GIVEN PASSAGE -
********

All these factors are part of the explanation for both the present chaotic nature of legal aid in Ireland and the consequent difficulty of reining in an ever increasing expenditure. Nevertheless, a strategic plan has been authorised by the Legal Aid Board and it is their hope that, within five years, the civil legal aid system will be rationalised. If this eventuates — and there are formidable obstacles to be overcome — Ireland may well follow the path of other countries in restricting the availability of legal aid for family law. I argue in this article, however, that five years may be too short a time for the massive cultural change required to make the divorce process cheaper and simpler and thus justify cutting back funding to civil legal aid.

History of civil legal aid

Ireland has always been a reluctant provider of legal aid. In part this reluctance has been a result of slow economic development in the post-colonial period from the 1920s until the 1960s and lack of government interest in social welfare generally during that period. The introduction of civil legal aid has also been opposed by a powerful legal profession bent on protecting itself from government control of both its fees and its activities. For example, although a legal aid scheme for serious criminal matters was legislated for in 1962, it was not established until 1965 because the legal profession did not agree on the fees to be paid.[5] In addition, a condition of implementing the scheme was that decision making on who would be given legal aid would be controlled by the judiciary and administered by the courts. This is still the situation in the criminal courts where there is no accountability to the government for their use of public funds.

********

DATA SUPPLIED -
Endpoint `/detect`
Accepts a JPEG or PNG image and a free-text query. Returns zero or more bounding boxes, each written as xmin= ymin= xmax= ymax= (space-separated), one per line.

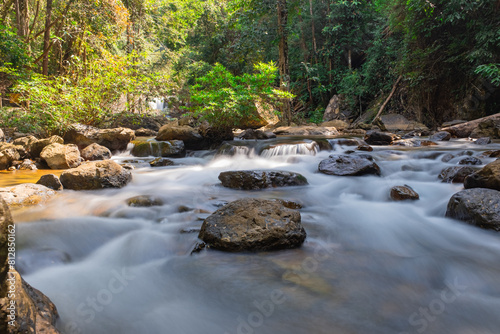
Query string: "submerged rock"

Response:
xmin=198 ymin=198 xmax=306 ymax=252
xmin=219 ymin=170 xmax=308 ymax=190
xmin=446 ymin=188 xmax=500 ymax=231
xmin=0 ymin=197 xmax=59 ymax=334
xmin=464 ymin=160 xmax=500 ymax=190
xmin=391 ymin=185 xmax=420 ymax=201
xmin=60 ymin=160 xmax=132 ymax=190
xmin=318 ymin=154 xmax=380 ymax=176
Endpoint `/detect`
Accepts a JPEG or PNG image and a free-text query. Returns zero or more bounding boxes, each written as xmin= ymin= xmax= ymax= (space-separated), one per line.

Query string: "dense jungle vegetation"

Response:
xmin=0 ymin=0 xmax=500 ymax=131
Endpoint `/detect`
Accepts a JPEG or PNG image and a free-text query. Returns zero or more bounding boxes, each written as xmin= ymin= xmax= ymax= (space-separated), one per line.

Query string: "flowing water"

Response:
xmin=10 ymin=139 xmax=500 ymax=334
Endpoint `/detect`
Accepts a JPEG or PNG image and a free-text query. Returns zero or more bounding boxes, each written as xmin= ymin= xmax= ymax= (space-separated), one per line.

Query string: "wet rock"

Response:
xmin=156 ymin=124 xmax=205 ymax=150
xmin=36 ymin=174 xmax=63 ymax=190
xmin=365 ymin=130 xmax=399 ymax=145
xmin=429 ymin=131 xmax=451 ymax=141
xmin=131 ymin=140 xmax=186 ymax=158
xmin=81 ymin=143 xmax=112 ymax=161
xmin=198 ymin=198 xmax=306 ymax=252
xmin=30 ymin=136 xmax=64 ymax=158
xmin=64 ymin=124 xmax=135 ymax=151
xmin=318 ymin=154 xmax=380 ymax=176
xmin=149 ymin=158 xmax=175 ymax=167
xmin=391 ymin=185 xmax=420 ymax=201
xmin=219 ymin=170 xmax=308 ymax=190
xmin=446 ymin=188 xmax=500 ymax=231
xmin=0 ymin=198 xmax=59 ymax=334
xmin=438 ymin=166 xmax=476 ymax=183
xmin=59 ymin=160 xmax=132 ymax=190
xmin=238 ymin=129 xmax=276 ymax=139
xmin=273 ymin=125 xmax=339 ymax=136
xmin=125 ymin=195 xmax=164 ymax=208
xmin=40 ymin=143 xmax=81 ymax=169
xmin=464 ymin=160 xmax=500 ymax=190
xmin=474 ymin=137 xmax=491 ymax=145
xmin=458 ymin=157 xmax=483 ymax=166
xmin=0 ymin=183 xmax=56 ymax=208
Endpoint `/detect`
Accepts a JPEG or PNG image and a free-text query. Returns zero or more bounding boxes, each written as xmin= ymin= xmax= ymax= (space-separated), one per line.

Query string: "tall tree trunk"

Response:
xmin=277 ymin=0 xmax=292 ymax=125
xmin=42 ymin=0 xmax=52 ymax=75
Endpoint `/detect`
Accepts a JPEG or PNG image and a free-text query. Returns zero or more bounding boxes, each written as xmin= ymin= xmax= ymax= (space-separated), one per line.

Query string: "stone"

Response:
xmin=40 ymin=143 xmax=82 ymax=169
xmin=458 ymin=157 xmax=483 ymax=166
xmin=198 ymin=198 xmax=306 ymax=252
xmin=219 ymin=170 xmax=308 ymax=190
xmin=364 ymin=130 xmax=399 ymax=145
xmin=149 ymin=158 xmax=175 ymax=167
xmin=125 ymin=195 xmax=164 ymax=208
xmin=0 ymin=183 xmax=56 ymax=208
xmin=429 ymin=131 xmax=451 ymax=141
xmin=474 ymin=137 xmax=491 ymax=145
xmin=391 ymin=185 xmax=420 ymax=201
xmin=64 ymin=124 xmax=135 ymax=152
xmin=59 ymin=160 xmax=132 ymax=190
xmin=130 ymin=140 xmax=186 ymax=158
xmin=446 ymin=188 xmax=500 ymax=231
xmin=30 ymin=136 xmax=64 ymax=159
xmin=238 ymin=129 xmax=276 ymax=139
xmin=438 ymin=166 xmax=476 ymax=183
xmin=36 ymin=174 xmax=63 ymax=190
xmin=80 ymin=143 xmax=112 ymax=161
xmin=318 ymin=154 xmax=381 ymax=176
xmin=464 ymin=160 xmax=500 ymax=190
xmin=0 ymin=196 xmax=59 ymax=334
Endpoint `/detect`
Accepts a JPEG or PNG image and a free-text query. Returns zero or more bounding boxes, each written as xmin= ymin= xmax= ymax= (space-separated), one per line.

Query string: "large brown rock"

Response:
xmin=29 ymin=136 xmax=64 ymax=158
xmin=464 ymin=160 xmax=500 ymax=190
xmin=59 ymin=160 xmax=132 ymax=190
xmin=446 ymin=188 xmax=500 ymax=231
xmin=318 ymin=154 xmax=380 ymax=176
xmin=40 ymin=144 xmax=82 ymax=169
xmin=219 ymin=170 xmax=308 ymax=190
xmin=0 ymin=197 xmax=59 ymax=334
xmin=198 ymin=198 xmax=306 ymax=252
xmin=0 ymin=183 xmax=56 ymax=208
xmin=64 ymin=124 xmax=135 ymax=151
xmin=80 ymin=143 xmax=112 ymax=161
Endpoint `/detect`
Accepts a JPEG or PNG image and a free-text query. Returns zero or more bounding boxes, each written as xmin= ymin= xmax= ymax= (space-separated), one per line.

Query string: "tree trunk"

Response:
xmin=42 ymin=0 xmax=52 ymax=75
xmin=277 ymin=0 xmax=292 ymax=125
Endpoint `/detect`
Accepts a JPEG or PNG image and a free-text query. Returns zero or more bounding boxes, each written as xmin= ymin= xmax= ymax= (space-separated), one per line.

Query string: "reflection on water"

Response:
xmin=13 ymin=141 xmax=500 ymax=334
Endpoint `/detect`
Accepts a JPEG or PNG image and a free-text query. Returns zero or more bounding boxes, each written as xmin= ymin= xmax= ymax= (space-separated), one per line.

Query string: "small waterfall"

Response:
xmin=260 ymin=141 xmax=319 ymax=158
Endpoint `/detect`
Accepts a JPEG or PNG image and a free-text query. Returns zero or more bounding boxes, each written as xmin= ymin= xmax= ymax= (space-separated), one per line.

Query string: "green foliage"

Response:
xmin=190 ymin=63 xmax=293 ymax=128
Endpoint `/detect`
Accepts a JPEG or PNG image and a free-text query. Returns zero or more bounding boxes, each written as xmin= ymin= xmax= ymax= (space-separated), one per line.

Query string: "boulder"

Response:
xmin=0 ymin=198 xmax=59 ymax=334
xmin=365 ymin=130 xmax=400 ymax=145
xmin=429 ymin=131 xmax=451 ymax=141
xmin=438 ymin=166 xmax=476 ymax=183
xmin=149 ymin=158 xmax=175 ymax=167
xmin=80 ymin=143 xmax=112 ymax=161
xmin=198 ymin=198 xmax=306 ymax=252
xmin=40 ymin=143 xmax=82 ymax=169
xmin=391 ymin=185 xmax=420 ymax=201
xmin=59 ymin=160 xmax=132 ymax=190
xmin=64 ymin=124 xmax=135 ymax=151
xmin=446 ymin=188 xmax=500 ymax=231
xmin=29 ymin=136 xmax=64 ymax=159
xmin=273 ymin=125 xmax=339 ymax=136
xmin=238 ymin=129 xmax=276 ymax=139
xmin=464 ymin=160 xmax=500 ymax=190
xmin=219 ymin=170 xmax=308 ymax=190
xmin=0 ymin=183 xmax=56 ymax=208
xmin=36 ymin=174 xmax=63 ymax=190
xmin=131 ymin=140 xmax=186 ymax=158
xmin=318 ymin=154 xmax=381 ymax=176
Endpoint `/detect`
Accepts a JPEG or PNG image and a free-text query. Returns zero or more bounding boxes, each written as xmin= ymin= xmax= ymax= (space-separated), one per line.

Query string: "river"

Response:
xmin=10 ymin=139 xmax=500 ymax=334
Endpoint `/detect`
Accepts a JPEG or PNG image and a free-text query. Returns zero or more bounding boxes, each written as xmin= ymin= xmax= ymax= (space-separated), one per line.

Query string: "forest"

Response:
xmin=0 ymin=0 xmax=500 ymax=133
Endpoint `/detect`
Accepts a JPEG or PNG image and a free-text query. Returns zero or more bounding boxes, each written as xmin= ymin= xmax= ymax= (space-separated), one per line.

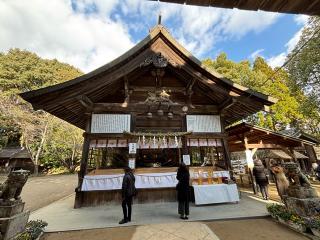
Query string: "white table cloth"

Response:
xmin=190 ymin=170 xmax=230 ymax=179
xmin=81 ymin=172 xmax=178 ymax=191
xmin=193 ymin=184 xmax=239 ymax=205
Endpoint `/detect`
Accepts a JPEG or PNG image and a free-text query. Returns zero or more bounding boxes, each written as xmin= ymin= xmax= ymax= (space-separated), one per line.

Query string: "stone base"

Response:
xmin=0 ymin=211 xmax=30 ymax=240
xmin=287 ymin=186 xmax=318 ymax=199
xmin=0 ymin=202 xmax=25 ymax=218
xmin=284 ymin=196 xmax=320 ymax=217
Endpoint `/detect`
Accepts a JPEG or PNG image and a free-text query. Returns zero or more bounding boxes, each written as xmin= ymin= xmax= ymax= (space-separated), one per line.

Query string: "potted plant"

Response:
xmin=308 ymin=217 xmax=320 ymax=237
xmin=267 ymin=203 xmax=285 ymax=220
xmin=16 ymin=220 xmax=48 ymax=240
xmin=278 ymin=208 xmax=292 ymax=225
xmin=288 ymin=214 xmax=307 ymax=232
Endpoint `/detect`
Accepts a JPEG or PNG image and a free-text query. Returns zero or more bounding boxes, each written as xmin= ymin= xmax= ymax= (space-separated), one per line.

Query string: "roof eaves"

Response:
xmin=161 ymin=26 xmax=278 ymax=105
xmin=19 ymin=26 xmax=161 ymax=100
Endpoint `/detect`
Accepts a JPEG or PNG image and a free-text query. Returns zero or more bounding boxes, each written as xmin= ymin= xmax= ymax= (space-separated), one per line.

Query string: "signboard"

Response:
xmin=190 ymin=138 xmax=199 ymax=147
xmin=117 ymin=139 xmax=128 ymax=147
xmin=128 ymin=158 xmax=136 ymax=169
xmin=96 ymin=139 xmax=107 ymax=148
xmin=129 ymin=143 xmax=137 ymax=154
xmin=186 ymin=115 xmax=221 ymax=133
xmin=107 ymin=139 xmax=117 ymax=147
xmin=199 ymin=138 xmax=208 ymax=147
xmin=91 ymin=114 xmax=131 ymax=133
xmin=182 ymin=155 xmax=190 ymax=166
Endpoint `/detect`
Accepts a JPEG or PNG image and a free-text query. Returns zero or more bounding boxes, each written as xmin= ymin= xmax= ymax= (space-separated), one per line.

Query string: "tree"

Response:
xmin=203 ymin=53 xmax=302 ymax=130
xmin=286 ymin=16 xmax=320 ymax=137
xmin=0 ymin=49 xmax=82 ymax=174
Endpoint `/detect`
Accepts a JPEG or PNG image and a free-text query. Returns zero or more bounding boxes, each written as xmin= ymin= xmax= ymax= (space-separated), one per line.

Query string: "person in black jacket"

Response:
xmin=316 ymin=161 xmax=320 ymax=181
xmin=253 ymin=160 xmax=269 ymax=200
xmin=119 ymin=167 xmax=136 ymax=224
xmin=176 ymin=163 xmax=190 ymax=219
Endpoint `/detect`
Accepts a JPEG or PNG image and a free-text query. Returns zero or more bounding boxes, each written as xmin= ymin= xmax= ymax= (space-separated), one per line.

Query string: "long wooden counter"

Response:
xmin=81 ymin=166 xmax=228 ymax=206
xmin=87 ymin=166 xmax=219 ymax=175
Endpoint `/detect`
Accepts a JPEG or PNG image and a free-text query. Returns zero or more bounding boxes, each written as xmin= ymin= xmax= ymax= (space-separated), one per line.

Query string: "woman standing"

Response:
xmin=176 ymin=163 xmax=190 ymax=220
xmin=253 ymin=160 xmax=269 ymax=200
xmin=119 ymin=167 xmax=136 ymax=224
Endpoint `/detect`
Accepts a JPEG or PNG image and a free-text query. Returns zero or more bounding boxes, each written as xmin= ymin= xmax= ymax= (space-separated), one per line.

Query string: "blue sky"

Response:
xmin=0 ymin=0 xmax=307 ymax=72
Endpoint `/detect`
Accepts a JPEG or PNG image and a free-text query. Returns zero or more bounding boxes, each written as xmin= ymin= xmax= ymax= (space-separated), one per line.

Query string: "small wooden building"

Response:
xmin=226 ymin=123 xmax=317 ymax=171
xmin=21 ymin=25 xmax=276 ymax=207
xmin=0 ymin=147 xmax=34 ymax=173
xmin=153 ymin=0 xmax=320 ymax=15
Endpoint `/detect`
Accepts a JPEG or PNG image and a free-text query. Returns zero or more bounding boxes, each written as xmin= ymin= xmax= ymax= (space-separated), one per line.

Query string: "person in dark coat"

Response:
xmin=252 ymin=160 xmax=269 ymax=200
xmin=316 ymin=161 xmax=320 ymax=181
xmin=176 ymin=163 xmax=190 ymax=220
xmin=119 ymin=167 xmax=136 ymax=224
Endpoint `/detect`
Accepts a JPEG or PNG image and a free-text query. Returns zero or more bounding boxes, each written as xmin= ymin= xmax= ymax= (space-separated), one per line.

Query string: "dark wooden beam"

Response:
xmin=92 ymin=103 xmax=218 ymax=114
xmin=130 ymin=85 xmax=186 ymax=94
xmin=219 ymin=97 xmax=237 ymax=112
xmin=76 ymin=95 xmax=94 ymax=109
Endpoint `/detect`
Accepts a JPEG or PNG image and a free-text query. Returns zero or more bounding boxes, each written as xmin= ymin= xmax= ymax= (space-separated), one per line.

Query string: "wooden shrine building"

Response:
xmin=152 ymin=0 xmax=320 ymax=15
xmin=226 ymin=123 xmax=318 ymax=172
xmin=21 ymin=25 xmax=276 ymax=207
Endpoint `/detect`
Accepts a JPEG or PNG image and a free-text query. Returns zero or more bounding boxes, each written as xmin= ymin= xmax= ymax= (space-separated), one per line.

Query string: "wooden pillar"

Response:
xmin=180 ymin=115 xmax=189 ymax=156
xmin=220 ymin=114 xmax=232 ymax=170
xmin=74 ymin=113 xmax=91 ymax=208
xmin=304 ymin=145 xmax=317 ymax=171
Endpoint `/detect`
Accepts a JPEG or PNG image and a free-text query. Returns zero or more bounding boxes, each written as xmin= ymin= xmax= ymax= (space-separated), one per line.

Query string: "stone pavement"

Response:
xmin=131 ymin=222 xmax=219 ymax=240
xmin=30 ymin=193 xmax=268 ymax=232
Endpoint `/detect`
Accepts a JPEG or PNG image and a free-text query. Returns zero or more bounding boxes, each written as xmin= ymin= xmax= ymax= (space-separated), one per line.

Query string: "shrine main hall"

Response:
xmin=21 ymin=24 xmax=276 ymax=208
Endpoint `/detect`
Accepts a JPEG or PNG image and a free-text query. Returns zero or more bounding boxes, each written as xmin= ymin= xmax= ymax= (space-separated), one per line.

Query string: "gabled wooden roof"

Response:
xmin=20 ymin=25 xmax=276 ymax=129
xmin=152 ymin=0 xmax=320 ymax=15
xmin=226 ymin=123 xmax=315 ymax=152
xmin=0 ymin=147 xmax=31 ymax=159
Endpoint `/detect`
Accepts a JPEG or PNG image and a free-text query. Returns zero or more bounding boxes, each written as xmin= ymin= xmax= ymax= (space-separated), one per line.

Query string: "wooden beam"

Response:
xmin=130 ymin=85 xmax=186 ymax=94
xmin=245 ymin=143 xmax=284 ymax=149
xmin=76 ymin=95 xmax=94 ymax=109
xmin=122 ymin=76 xmax=130 ymax=107
xmin=93 ymin=103 xmax=218 ymax=114
xmin=219 ymin=97 xmax=236 ymax=112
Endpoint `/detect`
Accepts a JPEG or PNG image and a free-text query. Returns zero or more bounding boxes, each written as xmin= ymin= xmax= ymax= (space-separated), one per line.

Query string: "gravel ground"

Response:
xmin=42 ymin=218 xmax=308 ymax=240
xmin=14 ymin=174 xmax=78 ymax=211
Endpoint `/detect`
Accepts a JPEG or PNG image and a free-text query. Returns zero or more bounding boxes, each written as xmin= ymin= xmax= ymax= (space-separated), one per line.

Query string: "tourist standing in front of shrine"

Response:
xmin=253 ymin=160 xmax=269 ymax=200
xmin=316 ymin=161 xmax=320 ymax=181
xmin=176 ymin=163 xmax=190 ymax=220
xmin=119 ymin=167 xmax=136 ymax=224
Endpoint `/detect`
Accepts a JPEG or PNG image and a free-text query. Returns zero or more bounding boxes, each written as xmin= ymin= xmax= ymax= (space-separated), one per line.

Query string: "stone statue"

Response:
xmin=282 ymin=162 xmax=320 ymax=217
xmin=283 ymin=162 xmax=311 ymax=187
xmin=271 ymin=166 xmax=289 ymax=200
xmin=0 ymin=170 xmax=29 ymax=205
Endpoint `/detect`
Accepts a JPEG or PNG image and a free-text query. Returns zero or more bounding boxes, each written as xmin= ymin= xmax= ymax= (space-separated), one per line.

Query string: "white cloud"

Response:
xmin=121 ymin=0 xmax=281 ymax=57
xmin=267 ymin=52 xmax=287 ymax=68
xmin=249 ymin=49 xmax=264 ymax=60
xmin=293 ymin=14 xmax=309 ymax=26
xmin=285 ymin=28 xmax=303 ymax=53
xmin=267 ymin=15 xmax=309 ymax=68
xmin=0 ymin=0 xmax=133 ymax=72
xmin=0 ymin=0 xmax=280 ymax=72
xmin=222 ymin=9 xmax=281 ymax=38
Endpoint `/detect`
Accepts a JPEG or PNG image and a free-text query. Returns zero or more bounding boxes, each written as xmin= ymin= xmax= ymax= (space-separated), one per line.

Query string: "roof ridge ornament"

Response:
xmin=140 ymin=52 xmax=179 ymax=68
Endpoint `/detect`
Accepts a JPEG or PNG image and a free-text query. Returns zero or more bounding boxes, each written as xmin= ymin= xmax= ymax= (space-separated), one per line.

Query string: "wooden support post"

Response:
xmin=304 ymin=145 xmax=317 ymax=171
xmin=74 ymin=113 xmax=91 ymax=208
xmin=181 ymin=116 xmax=189 ymax=155
xmin=220 ymin=114 xmax=232 ymax=170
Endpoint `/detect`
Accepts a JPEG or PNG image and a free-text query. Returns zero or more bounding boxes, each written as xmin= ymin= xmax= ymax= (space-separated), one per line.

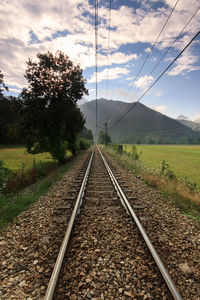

********

WHAT YOU WILL DO -
[1] Translate this sentence from the passage on legal aid in Ireland into Spanish: "Ireland has always been a reluctant provider of legal aid."
[2] From the rows, pull out every line that contains the word "dark", matching case exactly.

SOLUTION LIST -
[1] Irlanda siempre ha sido un proveedor reacio de asistencia jurídica.

[2]
Query string: "person in dark coat"
Query string: "dark wooden beam"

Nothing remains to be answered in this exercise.